Excerpts of labeled region data
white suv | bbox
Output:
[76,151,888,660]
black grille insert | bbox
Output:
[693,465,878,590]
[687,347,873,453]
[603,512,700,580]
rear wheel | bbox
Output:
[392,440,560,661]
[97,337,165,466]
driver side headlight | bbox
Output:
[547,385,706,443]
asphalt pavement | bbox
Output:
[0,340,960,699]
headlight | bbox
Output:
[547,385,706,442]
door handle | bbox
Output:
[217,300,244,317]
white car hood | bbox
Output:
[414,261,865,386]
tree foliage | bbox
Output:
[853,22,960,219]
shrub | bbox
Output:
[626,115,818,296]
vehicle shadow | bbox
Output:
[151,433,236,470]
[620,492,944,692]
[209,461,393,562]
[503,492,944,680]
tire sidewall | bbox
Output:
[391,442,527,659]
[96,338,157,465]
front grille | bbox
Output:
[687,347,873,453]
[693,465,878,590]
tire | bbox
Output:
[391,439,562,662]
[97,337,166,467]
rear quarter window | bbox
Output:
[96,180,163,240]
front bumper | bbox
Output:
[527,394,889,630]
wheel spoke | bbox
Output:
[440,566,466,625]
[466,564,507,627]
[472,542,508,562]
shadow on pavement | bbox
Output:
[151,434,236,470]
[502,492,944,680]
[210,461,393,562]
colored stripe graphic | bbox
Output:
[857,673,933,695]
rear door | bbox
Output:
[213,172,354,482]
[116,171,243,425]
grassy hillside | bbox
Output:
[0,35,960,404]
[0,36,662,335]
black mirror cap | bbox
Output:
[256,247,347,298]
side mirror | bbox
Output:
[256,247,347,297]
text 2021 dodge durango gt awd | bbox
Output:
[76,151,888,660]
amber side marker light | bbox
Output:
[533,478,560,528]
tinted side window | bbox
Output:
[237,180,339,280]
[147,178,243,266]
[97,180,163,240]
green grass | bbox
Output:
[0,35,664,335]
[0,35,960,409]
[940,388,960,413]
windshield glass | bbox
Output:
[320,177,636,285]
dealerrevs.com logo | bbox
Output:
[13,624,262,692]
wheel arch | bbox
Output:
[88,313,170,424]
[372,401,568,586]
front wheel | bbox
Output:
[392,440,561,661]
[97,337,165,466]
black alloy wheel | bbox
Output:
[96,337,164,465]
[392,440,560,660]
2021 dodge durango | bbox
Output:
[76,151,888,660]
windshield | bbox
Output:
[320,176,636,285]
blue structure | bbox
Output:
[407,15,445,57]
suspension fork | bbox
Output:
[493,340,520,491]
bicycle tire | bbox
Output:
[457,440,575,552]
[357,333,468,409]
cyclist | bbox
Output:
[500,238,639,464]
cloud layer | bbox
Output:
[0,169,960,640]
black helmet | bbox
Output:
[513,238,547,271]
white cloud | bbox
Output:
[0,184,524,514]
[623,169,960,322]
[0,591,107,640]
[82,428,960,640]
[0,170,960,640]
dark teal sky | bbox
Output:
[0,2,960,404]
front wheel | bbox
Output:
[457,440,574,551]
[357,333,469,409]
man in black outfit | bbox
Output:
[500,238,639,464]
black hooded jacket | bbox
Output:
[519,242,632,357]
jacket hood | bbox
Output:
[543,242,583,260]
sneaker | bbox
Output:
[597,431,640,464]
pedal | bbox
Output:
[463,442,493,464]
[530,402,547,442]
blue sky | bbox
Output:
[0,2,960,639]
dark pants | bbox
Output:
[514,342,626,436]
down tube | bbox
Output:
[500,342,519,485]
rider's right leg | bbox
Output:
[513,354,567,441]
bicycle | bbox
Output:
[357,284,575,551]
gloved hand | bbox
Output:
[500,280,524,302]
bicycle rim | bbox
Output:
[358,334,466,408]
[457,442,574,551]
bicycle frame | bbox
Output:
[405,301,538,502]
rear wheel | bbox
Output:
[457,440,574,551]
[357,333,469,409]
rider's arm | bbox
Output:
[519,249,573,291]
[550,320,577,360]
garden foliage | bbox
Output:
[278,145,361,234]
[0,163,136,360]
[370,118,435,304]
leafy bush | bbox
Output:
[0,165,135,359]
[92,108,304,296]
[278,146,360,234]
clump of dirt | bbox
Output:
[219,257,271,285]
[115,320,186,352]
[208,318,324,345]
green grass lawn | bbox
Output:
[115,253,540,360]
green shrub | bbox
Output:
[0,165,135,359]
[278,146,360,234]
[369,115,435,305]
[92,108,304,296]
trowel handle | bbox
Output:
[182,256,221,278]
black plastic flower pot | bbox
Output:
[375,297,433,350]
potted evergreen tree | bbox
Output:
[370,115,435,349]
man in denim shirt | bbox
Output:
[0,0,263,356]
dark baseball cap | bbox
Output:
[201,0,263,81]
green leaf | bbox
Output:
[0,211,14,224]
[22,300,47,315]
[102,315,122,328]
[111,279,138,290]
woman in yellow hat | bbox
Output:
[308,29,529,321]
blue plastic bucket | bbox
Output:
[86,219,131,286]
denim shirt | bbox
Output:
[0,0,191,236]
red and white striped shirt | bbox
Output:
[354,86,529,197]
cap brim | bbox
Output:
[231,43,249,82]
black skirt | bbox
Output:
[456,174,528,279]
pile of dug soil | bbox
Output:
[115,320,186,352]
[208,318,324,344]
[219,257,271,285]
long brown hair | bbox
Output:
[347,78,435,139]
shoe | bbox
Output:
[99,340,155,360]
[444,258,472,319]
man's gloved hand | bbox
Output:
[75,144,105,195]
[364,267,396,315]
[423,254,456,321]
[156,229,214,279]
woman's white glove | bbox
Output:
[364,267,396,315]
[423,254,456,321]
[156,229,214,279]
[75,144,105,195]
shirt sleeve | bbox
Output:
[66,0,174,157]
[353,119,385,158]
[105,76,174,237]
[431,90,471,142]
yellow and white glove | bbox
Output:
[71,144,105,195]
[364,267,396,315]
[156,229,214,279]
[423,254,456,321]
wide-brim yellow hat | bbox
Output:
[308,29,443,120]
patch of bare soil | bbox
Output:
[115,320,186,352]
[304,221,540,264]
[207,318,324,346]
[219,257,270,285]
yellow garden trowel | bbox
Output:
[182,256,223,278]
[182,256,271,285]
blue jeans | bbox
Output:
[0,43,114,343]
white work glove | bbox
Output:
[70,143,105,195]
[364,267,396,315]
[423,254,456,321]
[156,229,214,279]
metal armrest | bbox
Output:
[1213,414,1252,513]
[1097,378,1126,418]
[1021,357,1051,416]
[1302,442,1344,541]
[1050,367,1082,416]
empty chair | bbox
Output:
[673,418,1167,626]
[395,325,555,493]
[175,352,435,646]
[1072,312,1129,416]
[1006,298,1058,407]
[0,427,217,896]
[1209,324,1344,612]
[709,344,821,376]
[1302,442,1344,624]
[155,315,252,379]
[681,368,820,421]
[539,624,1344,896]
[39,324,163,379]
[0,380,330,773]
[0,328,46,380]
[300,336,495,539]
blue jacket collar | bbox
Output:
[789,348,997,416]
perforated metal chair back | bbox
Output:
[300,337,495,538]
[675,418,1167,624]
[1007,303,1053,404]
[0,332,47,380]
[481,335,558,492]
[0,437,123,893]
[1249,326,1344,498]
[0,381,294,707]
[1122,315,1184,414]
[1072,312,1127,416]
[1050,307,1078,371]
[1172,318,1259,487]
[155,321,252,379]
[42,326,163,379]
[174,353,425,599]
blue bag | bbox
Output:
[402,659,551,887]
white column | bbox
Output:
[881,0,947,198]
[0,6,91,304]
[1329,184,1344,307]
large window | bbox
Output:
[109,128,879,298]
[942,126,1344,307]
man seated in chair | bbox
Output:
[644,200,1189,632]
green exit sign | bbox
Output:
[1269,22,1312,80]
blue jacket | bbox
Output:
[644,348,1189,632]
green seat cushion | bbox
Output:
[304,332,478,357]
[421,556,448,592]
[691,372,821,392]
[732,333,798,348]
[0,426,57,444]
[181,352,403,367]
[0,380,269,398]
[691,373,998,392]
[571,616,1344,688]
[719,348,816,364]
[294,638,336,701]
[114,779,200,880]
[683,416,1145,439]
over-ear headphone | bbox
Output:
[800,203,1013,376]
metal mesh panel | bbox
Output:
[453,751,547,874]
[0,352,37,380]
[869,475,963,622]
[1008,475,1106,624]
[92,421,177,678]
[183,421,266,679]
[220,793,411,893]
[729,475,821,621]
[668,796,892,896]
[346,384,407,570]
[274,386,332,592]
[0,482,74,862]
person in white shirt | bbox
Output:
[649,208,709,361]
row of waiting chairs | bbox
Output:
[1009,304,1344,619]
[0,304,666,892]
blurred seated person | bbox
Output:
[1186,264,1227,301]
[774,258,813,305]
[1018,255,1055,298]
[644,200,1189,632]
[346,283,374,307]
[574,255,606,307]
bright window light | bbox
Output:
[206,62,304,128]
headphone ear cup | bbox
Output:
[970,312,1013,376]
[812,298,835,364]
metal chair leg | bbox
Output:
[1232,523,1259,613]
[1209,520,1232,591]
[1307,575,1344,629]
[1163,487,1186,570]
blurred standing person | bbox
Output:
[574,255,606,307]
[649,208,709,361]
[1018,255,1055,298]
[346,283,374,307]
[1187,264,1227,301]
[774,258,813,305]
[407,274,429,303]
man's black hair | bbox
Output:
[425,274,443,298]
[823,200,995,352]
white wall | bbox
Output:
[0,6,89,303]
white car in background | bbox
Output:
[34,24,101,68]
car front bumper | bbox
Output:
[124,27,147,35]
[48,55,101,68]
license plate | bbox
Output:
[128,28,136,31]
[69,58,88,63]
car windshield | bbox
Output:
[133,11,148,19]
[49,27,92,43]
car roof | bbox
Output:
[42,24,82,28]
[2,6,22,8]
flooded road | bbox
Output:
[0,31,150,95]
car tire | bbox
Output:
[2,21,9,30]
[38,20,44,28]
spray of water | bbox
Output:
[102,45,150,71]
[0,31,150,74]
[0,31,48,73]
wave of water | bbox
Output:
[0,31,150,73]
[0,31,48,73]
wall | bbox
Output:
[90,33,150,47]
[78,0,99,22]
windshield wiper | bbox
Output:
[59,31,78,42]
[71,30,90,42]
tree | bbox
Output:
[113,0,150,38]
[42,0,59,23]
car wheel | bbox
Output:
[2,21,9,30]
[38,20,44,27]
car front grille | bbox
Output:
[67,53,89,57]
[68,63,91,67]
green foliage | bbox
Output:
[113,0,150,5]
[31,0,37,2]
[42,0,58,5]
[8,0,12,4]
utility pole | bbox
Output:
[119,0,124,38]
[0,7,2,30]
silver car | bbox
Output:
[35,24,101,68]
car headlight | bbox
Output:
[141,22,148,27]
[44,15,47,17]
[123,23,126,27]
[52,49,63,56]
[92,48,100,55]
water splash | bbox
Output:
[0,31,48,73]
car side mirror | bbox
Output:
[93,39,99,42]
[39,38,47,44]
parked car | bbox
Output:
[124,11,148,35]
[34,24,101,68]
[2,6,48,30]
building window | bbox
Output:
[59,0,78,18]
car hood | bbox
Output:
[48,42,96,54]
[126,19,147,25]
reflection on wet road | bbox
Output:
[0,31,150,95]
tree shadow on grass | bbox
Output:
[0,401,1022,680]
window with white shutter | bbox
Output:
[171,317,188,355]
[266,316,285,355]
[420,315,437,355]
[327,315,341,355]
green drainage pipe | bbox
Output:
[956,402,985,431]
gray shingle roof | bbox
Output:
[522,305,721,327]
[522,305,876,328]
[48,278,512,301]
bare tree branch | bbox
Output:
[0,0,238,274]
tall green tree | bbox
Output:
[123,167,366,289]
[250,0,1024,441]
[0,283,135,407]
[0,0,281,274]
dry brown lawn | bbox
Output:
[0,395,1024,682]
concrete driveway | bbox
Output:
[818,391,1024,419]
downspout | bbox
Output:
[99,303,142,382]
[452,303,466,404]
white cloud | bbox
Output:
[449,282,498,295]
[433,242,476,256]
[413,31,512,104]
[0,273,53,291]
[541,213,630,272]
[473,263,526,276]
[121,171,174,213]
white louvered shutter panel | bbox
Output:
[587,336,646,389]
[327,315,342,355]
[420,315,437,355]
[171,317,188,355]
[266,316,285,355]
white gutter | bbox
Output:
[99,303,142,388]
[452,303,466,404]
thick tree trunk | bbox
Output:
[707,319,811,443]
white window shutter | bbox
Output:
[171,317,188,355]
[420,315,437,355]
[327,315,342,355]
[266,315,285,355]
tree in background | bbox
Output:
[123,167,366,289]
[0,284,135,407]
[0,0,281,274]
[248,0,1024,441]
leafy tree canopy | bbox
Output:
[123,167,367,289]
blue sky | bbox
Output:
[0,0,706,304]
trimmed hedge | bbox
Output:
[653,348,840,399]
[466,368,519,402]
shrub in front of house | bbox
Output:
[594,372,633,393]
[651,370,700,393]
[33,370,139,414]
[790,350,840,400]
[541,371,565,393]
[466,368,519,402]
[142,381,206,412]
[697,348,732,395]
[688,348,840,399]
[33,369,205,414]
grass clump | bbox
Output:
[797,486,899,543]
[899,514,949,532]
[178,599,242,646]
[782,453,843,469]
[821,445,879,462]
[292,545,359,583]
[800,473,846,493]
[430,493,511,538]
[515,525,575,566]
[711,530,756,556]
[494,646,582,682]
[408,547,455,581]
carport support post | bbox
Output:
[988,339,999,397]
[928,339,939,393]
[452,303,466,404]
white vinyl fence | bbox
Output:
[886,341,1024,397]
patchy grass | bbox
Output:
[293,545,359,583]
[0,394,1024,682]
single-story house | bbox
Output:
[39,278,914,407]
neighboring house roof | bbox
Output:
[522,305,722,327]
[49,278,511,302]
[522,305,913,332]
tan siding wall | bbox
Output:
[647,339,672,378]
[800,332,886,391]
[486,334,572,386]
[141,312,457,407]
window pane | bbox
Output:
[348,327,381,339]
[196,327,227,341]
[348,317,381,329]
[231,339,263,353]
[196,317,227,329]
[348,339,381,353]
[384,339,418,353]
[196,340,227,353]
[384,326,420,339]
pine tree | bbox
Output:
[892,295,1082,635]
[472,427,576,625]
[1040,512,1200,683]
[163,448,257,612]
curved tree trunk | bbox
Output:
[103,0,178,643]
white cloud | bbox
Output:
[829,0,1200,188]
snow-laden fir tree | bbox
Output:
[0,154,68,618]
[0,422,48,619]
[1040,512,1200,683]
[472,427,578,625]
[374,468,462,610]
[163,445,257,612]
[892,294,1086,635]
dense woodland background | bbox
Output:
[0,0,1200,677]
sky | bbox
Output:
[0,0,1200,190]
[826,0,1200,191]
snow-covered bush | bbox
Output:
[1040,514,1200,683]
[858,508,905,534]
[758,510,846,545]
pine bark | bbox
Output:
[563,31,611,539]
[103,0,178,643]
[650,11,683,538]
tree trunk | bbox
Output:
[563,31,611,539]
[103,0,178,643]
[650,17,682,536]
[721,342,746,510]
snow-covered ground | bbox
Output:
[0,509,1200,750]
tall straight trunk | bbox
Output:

- **CHALLENGE**
All lines from the one containing "single-story house | bbox" through the final line of the listing above are to be reproduced exactly; include both and add nothing.

- **CORRECT RESULT**
single-story house | bbox
Output:
[39,278,914,407]
neighboring house roof | bbox
Output:
[522,305,722,327]
[49,278,511,302]
[522,305,913,332]
tan siding wall | bbox
Output:
[647,339,672,378]
[800,332,886,391]
[486,334,572,386]
[141,312,457,407]
window pane | bbox
Output:
[348,327,381,339]
[196,327,227,341]
[348,317,381,329]
[231,339,263,353]
[196,317,227,329]
[348,339,381,353]
[384,339,418,353]
[196,340,227,353]
[384,326,420,339]
pine tree | bbox
Output:
[892,295,1082,635]
[472,427,576,625]
[1040,512,1200,683]
[163,448,257,612]
curved tree trunk | bbox
Output:
[103,0,178,643]
white cloud | bbox
Output:
[829,0,1200,188]
snow-laden fir tree | bbox
Output:
[0,154,68,618]
[0,422,48,619]
[1040,512,1200,683]
[472,427,578,625]
[374,468,462,610]
[163,445,257,612]
[892,294,1086,635]
dense woodland background | bbox
Output:
[0,0,1200,677]
sky | bbox
Output:
[0,0,1200,190]
[826,0,1200,191]
snow-covered bush | bbox
Output:
[1040,514,1200,683]
[858,508,905,534]
[758,510,846,545]
pine bark | bbox
Output:
[563,31,611,539]
[103,0,178,643]
[650,11,683,538]
tree trunk | bbox
Output:
[563,31,611,539]
[103,0,178,643]
[650,17,682,536]
[721,342,746,510]
snow-covered ground | bbox
Output:
[0,509,1200,750]
tall straight trunk | bbox
Output:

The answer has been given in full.